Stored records
-------------------------

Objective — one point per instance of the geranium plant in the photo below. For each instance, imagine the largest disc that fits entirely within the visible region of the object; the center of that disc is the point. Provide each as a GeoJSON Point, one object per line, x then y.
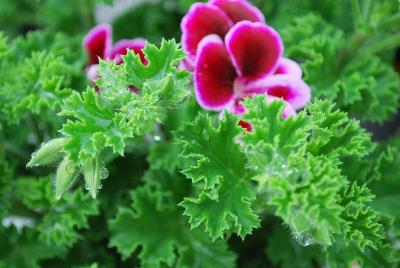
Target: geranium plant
{"type": "Point", "coordinates": [227, 133]}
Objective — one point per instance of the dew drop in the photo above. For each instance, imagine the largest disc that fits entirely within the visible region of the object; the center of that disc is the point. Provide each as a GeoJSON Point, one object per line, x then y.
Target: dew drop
{"type": "Point", "coordinates": [205, 135]}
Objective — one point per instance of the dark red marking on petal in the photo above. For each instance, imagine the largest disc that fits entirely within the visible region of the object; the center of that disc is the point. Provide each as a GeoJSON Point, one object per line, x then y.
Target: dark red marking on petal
{"type": "Point", "coordinates": [202, 20]}
{"type": "Point", "coordinates": [122, 46]}
{"type": "Point", "coordinates": [255, 49]}
{"type": "Point", "coordinates": [214, 74]}
{"type": "Point", "coordinates": [98, 42]}
{"type": "Point", "coordinates": [239, 10]}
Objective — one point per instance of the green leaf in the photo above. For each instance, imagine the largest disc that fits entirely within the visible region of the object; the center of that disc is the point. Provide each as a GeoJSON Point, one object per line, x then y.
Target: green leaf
{"type": "Point", "coordinates": [48, 153]}
{"type": "Point", "coordinates": [358, 80]}
{"type": "Point", "coordinates": [108, 118]}
{"type": "Point", "coordinates": [60, 220]}
{"type": "Point", "coordinates": [224, 196]}
{"type": "Point", "coordinates": [178, 246]}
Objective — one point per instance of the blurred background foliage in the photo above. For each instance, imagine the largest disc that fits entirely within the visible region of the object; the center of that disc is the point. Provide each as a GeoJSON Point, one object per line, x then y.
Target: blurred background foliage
{"type": "Point", "coordinates": [55, 28]}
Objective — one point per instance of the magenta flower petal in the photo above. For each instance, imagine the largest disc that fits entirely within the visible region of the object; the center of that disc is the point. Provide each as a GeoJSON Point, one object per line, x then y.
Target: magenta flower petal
{"type": "Point", "coordinates": [214, 74]}
{"type": "Point", "coordinates": [98, 42]}
{"type": "Point", "coordinates": [239, 10]}
{"type": "Point", "coordinates": [288, 66]}
{"type": "Point", "coordinates": [202, 20]}
{"type": "Point", "coordinates": [255, 49]}
{"type": "Point", "coordinates": [292, 89]}
{"type": "Point", "coordinates": [91, 72]}
{"type": "Point", "coordinates": [121, 48]}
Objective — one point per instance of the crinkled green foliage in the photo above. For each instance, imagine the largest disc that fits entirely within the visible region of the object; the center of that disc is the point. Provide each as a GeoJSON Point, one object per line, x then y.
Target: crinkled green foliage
{"type": "Point", "coordinates": [62, 219]}
{"type": "Point", "coordinates": [37, 73]}
{"type": "Point", "coordinates": [108, 118]}
{"type": "Point", "coordinates": [224, 196]}
{"type": "Point", "coordinates": [297, 166]}
{"type": "Point", "coordinates": [360, 82]}
{"type": "Point", "coordinates": [319, 192]}
{"type": "Point", "coordinates": [173, 243]}
{"type": "Point", "coordinates": [21, 248]}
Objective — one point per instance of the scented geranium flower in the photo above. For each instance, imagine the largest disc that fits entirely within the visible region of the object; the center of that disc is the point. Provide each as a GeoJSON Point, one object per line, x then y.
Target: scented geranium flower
{"type": "Point", "coordinates": [215, 17]}
{"type": "Point", "coordinates": [98, 45]}
{"type": "Point", "coordinates": [248, 62]}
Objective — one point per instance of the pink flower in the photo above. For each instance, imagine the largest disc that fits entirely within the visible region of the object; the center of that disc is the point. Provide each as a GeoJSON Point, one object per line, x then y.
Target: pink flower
{"type": "Point", "coordinates": [98, 44]}
{"type": "Point", "coordinates": [248, 62]}
{"type": "Point", "coordinates": [215, 17]}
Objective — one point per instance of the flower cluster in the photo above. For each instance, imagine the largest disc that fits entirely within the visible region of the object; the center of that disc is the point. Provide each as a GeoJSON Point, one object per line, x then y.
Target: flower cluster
{"type": "Point", "coordinates": [234, 54]}
{"type": "Point", "coordinates": [98, 45]}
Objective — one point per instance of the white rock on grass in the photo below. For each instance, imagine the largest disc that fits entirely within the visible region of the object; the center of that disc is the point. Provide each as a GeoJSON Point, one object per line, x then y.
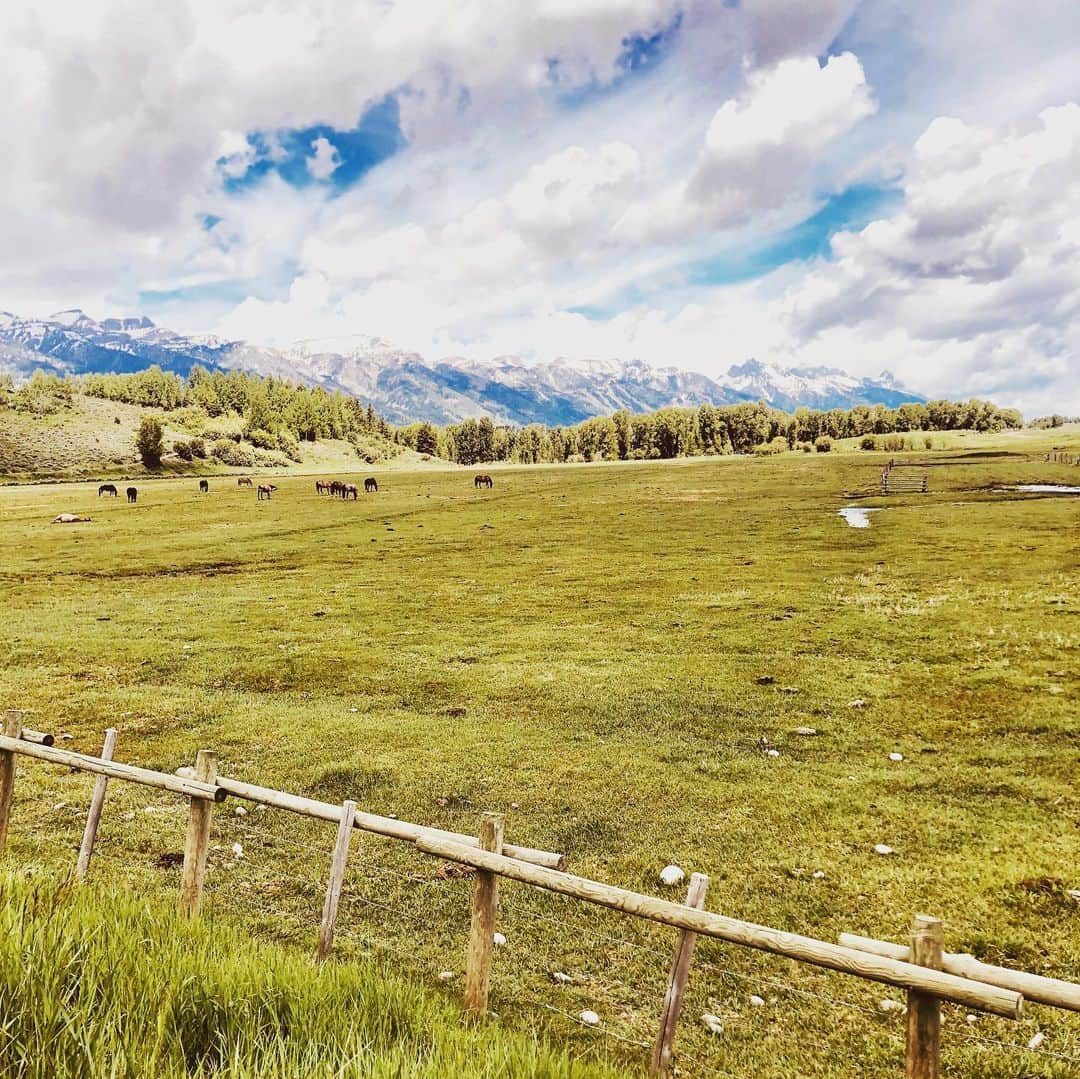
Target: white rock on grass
{"type": "Point", "coordinates": [712, 1023]}
{"type": "Point", "coordinates": [672, 875]}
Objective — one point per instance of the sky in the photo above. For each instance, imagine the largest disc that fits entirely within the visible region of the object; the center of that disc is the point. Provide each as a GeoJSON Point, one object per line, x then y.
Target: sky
{"type": "Point", "coordinates": [873, 185]}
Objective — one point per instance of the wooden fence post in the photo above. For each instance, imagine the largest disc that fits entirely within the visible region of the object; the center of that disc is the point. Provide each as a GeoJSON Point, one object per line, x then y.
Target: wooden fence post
{"type": "Point", "coordinates": [661, 1061]}
{"type": "Point", "coordinates": [96, 805]}
{"type": "Point", "coordinates": [12, 728]}
{"type": "Point", "coordinates": [482, 927]}
{"type": "Point", "coordinates": [922, 1056]}
{"type": "Point", "coordinates": [337, 877]}
{"type": "Point", "coordinates": [197, 844]}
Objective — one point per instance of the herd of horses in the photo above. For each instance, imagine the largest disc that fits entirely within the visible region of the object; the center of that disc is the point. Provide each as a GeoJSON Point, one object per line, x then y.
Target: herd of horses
{"type": "Point", "coordinates": [333, 487]}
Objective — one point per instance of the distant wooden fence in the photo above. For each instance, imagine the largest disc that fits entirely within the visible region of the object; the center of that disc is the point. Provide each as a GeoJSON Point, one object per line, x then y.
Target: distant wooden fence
{"type": "Point", "coordinates": [902, 480]}
{"type": "Point", "coordinates": [929, 974]}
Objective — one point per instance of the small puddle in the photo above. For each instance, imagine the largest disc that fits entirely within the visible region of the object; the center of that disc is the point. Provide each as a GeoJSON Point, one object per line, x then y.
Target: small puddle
{"type": "Point", "coordinates": [858, 516]}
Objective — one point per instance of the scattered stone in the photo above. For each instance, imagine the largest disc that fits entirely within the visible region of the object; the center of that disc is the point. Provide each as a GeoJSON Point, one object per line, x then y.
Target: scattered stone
{"type": "Point", "coordinates": [672, 875]}
{"type": "Point", "coordinates": [712, 1023]}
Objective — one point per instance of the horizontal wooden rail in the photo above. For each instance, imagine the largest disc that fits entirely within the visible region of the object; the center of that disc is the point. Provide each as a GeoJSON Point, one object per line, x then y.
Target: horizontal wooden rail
{"type": "Point", "coordinates": [904, 975]}
{"type": "Point", "coordinates": [372, 822]}
{"type": "Point", "coordinates": [36, 736]}
{"type": "Point", "coordinates": [113, 769]}
{"type": "Point", "coordinates": [1042, 990]}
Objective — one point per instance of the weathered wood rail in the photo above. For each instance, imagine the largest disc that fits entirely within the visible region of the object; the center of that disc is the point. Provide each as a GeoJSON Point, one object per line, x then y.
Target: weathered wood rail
{"type": "Point", "coordinates": [923, 970]}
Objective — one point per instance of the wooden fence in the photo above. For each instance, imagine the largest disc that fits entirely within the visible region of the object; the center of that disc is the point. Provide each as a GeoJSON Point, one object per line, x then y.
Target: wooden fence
{"type": "Point", "coordinates": [921, 968]}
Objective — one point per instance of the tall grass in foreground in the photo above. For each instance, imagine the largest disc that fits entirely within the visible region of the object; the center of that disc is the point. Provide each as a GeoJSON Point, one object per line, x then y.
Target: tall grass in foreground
{"type": "Point", "coordinates": [95, 984]}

-------------------------

**Exercise task:**
Reproduce every entry word for word, but skip any pictures.

**Response to the task:**
Objective — one point per instance of the geranium plant in the photo below. For each instance, imagine the largest disc that fits entirely within the visible region of the object; the center of that disc is the point. Provide each as a GeoJSON Point, one object per line, x then y.
Target: geranium plant
{"type": "Point", "coordinates": [227, 133]}
Objective — one point per instance of the dew drop in the photo above. For each instance, imagine the largest disc that fits entirely within the visible region of the object; the center of that disc is the point. Provide each as a GeoJSON Point, one object per line, x then y.
Target: dew drop
{"type": "Point", "coordinates": [205, 135]}
Objective — one point per instance of the dark red marking on petal in the photo above. For each instance, imagine the largest disc that fits entirely within the visible region of the object; the center of that disc is the point. Provide each as a GeoJSON Point, one object per line, x then y.
Target: dark red marking on petal
{"type": "Point", "coordinates": [202, 20]}
{"type": "Point", "coordinates": [122, 46]}
{"type": "Point", "coordinates": [255, 49]}
{"type": "Point", "coordinates": [214, 74]}
{"type": "Point", "coordinates": [98, 42]}
{"type": "Point", "coordinates": [239, 10]}
Objective — one point per instance of the green leaf in the photo above. For each instance, imagine the largest disc that fits entirely within the visible region of the object; the center of that disc is the point. Provide each as a GeoJSON Point, one object per line, x then y.
Target: green leaf
{"type": "Point", "coordinates": [48, 153]}
{"type": "Point", "coordinates": [358, 80]}
{"type": "Point", "coordinates": [108, 118]}
{"type": "Point", "coordinates": [60, 220]}
{"type": "Point", "coordinates": [224, 196]}
{"type": "Point", "coordinates": [178, 246]}
Objective — one point per instance of the blurred background foliage in the photo above. For each instance, imagine the largest disc that fits entirely within the visible region of the object; the center of that disc is the point. Provide each as a GeoJSON Point, one object per line, x then y.
Target: blurred background foliage
{"type": "Point", "coordinates": [55, 28]}
Objective — one point per instance of the magenta flower petal in the photo above. For each instance, imagine the largest disc that fits entirely within the visible region of the object; the center of that disc is the point. Provide each as a GeoJSON Point, one object per line, x then y.
Target: magenta flower petal
{"type": "Point", "coordinates": [214, 74]}
{"type": "Point", "coordinates": [98, 42]}
{"type": "Point", "coordinates": [239, 10]}
{"type": "Point", "coordinates": [288, 66]}
{"type": "Point", "coordinates": [202, 20]}
{"type": "Point", "coordinates": [255, 49]}
{"type": "Point", "coordinates": [292, 89]}
{"type": "Point", "coordinates": [91, 72]}
{"type": "Point", "coordinates": [121, 48]}
Objective — one point per instance of the crinkled green foliage in the photo above. For each instance, imagine the largest disc that fits entirely within the visible region of the object; the center of that disc is the point. Provide each as a GeoJSON Point, one object per line, x then y.
Target: crinkled green foliage
{"type": "Point", "coordinates": [62, 219]}
{"type": "Point", "coordinates": [37, 73]}
{"type": "Point", "coordinates": [108, 118]}
{"type": "Point", "coordinates": [224, 196]}
{"type": "Point", "coordinates": [297, 166]}
{"type": "Point", "coordinates": [360, 82]}
{"type": "Point", "coordinates": [319, 192]}
{"type": "Point", "coordinates": [173, 243]}
{"type": "Point", "coordinates": [21, 248]}
Objective — one point per instance of the scented geranium flower in the photo above. For each instance, imagine the largest disc that fits entirely within the visible region of the object; the center of that disc is the point. Provide each as a GeoJSON Point, one object per line, x then y.
Target: scented geranium flower
{"type": "Point", "coordinates": [215, 17]}
{"type": "Point", "coordinates": [98, 45]}
{"type": "Point", "coordinates": [248, 62]}
Objective — one point per instance of the pink flower in the photo above. For each instance, imagine the largest disc that fits entirely within the visible region of the object; the center of that disc is the point. Provide each as a GeoJSON Point, one object per line, x then y.
Target: pink flower
{"type": "Point", "coordinates": [98, 44]}
{"type": "Point", "coordinates": [248, 62]}
{"type": "Point", "coordinates": [215, 17]}
Objective — one point per instance of the flower cluster in the photo above. For each instance, imagine the largest disc that fits entirely within the visible region of the object; the center of that disc is the point. Provide each as a GeoJSON Point, one object per line, x then y.
Target: flower cluster
{"type": "Point", "coordinates": [234, 54]}
{"type": "Point", "coordinates": [98, 45]}
Objective — one point per instance of the white rock on grass in the photo below. For each instance, imagine the largest disc that fits entirely within the visible region of the object; the center of that disc is the point. Provide each as a GeoJSON Point, one object per line, x then y.
Target: white rock on grass
{"type": "Point", "coordinates": [712, 1023]}
{"type": "Point", "coordinates": [672, 875]}
Objective — one point per instance of the sky in the photo above. For each instance, imagine the largest disc that fits entirely within the visible region of the object; the center of that disc is the point. Provide each as a GeoJSON Point, one object per line, x then y.
Target: sky
{"type": "Point", "coordinates": [873, 185]}
Objective — one point per instance of the wooden fence post in the photo above. For each instance, imagine the largest disc that fits entirely within the visible region of the object; the center of that disc is the point. Provide each as a GeoJSON Point, one object per line, x then y.
Target: wooden fence post
{"type": "Point", "coordinates": [661, 1061]}
{"type": "Point", "coordinates": [96, 805]}
{"type": "Point", "coordinates": [12, 728]}
{"type": "Point", "coordinates": [482, 927]}
{"type": "Point", "coordinates": [922, 1056]}
{"type": "Point", "coordinates": [337, 877]}
{"type": "Point", "coordinates": [197, 844]}
Objective — one point per instance of the herd of horses in the photo above. For each instance, imagine the largest disc that fits entirely within the visible region of the object; the center of that disc is the point. Provide each as a GeoJSON Point, one object per line, x then y.
Target: herd of horses
{"type": "Point", "coordinates": [333, 487]}
Objective — one point per instance of the distant wooden fence in the photo above. For each instance, imagine the largest disc that fits entirely within the visible region of the object; the center of that disc is the point. Provide each as a GeoJSON Point, one object per line, x then y.
Target: distant wooden fence
{"type": "Point", "coordinates": [902, 480]}
{"type": "Point", "coordinates": [929, 974]}
Objective — one point per instance of the small puddle in the photo above. For each instance, imagine the largest disc that fits entirely within the visible region of the object; the center of that disc is the point. Provide each as a GeoJSON Point, one object per line, x then y.
Target: small puddle
{"type": "Point", "coordinates": [858, 516]}
Objective — one point per instance of the scattered stone in the photo above. For each instance, imagine the largest disc that fits entirely within the visible region of the object; the center of that disc is the point. Provide each as a GeoJSON Point, one object per line, x then y.
Target: scattered stone
{"type": "Point", "coordinates": [672, 875]}
{"type": "Point", "coordinates": [712, 1023]}
Objective — one point per instance of the horizontal wooden rail in the photo above. For each instance, imagine the largest disc that fits entirely within the visible region of the object; the center of that disc is the point. Provide each as a GeoJSON Point, one object per line, x then y.
Target: horizontal wooden rail
{"type": "Point", "coordinates": [904, 975]}
{"type": "Point", "coordinates": [372, 822]}
{"type": "Point", "coordinates": [36, 736]}
{"type": "Point", "coordinates": [113, 769]}
{"type": "Point", "coordinates": [1042, 990]}
Objective — one point per instance of the weathered wood rail in the photo above. For each instance, imagine the largest disc that fits entirely within the visible region of the object; the center of that disc is the point. Provide each as a GeoJSON Point, one object per line, x then y.
Target: weathered wood rail
{"type": "Point", "coordinates": [923, 970]}
Objective — one point per instance of the wooden fence in the photo above. For each instance, imagine the largest disc that fits entirely within the visible region of the object; the center of that disc is the point. Provide each as a GeoJSON Point, one object per line, x then y.
Target: wooden fence
{"type": "Point", "coordinates": [921, 968]}
Objective — one point per instance of the tall grass in foreground in the photo above. For each instance, imagine the largest disc that fits entirely within the visible region of the object; the center of that disc is the point. Provide each as a GeoJSON Point, one object per line, x then y.
Target: tall grass in foreground
{"type": "Point", "coordinates": [95, 984]}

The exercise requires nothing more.